_Entries provided:_
▬▬▬▬▬▬

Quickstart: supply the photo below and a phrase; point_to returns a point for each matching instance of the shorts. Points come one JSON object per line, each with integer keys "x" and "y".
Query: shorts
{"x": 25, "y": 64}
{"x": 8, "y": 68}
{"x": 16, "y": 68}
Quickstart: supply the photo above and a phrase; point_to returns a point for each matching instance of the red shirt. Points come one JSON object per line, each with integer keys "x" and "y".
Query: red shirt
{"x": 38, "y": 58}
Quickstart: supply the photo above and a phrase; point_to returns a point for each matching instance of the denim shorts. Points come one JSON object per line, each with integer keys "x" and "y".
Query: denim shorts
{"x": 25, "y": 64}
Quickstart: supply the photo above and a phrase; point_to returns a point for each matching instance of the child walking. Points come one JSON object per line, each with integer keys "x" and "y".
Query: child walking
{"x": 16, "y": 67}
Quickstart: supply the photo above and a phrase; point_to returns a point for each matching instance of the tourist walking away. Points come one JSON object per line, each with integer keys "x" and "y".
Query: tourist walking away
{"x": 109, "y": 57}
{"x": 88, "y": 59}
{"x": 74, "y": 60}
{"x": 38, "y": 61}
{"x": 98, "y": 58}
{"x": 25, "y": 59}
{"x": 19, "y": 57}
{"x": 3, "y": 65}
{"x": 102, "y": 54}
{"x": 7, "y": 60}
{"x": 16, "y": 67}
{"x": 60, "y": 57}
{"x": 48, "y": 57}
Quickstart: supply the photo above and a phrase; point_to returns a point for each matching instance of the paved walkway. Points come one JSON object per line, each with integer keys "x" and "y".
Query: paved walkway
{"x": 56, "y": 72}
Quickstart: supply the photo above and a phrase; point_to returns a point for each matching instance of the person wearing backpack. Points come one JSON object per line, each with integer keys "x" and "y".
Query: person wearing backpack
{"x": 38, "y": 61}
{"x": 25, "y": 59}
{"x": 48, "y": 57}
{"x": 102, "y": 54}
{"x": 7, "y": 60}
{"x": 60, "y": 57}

▬▬▬▬▬▬

_What you need to do:_
Print the material above verbatim, first line through the line containing "the red shirt.", both included.

_Solution below:_
Quickstart: supply the photo below and a phrase; point_to returns a point for each matching instance of the shorts. Points come one JSON object per line, each with integer keys "x" and "y".
Query: shorts
{"x": 25, "y": 64}
{"x": 8, "y": 68}
{"x": 16, "y": 68}
Quickstart: supply the photo above and a phrase; point_to returns a point for each matching instance of the red shirt. Points come one JSON object per line, each with integer keys "x" and "y".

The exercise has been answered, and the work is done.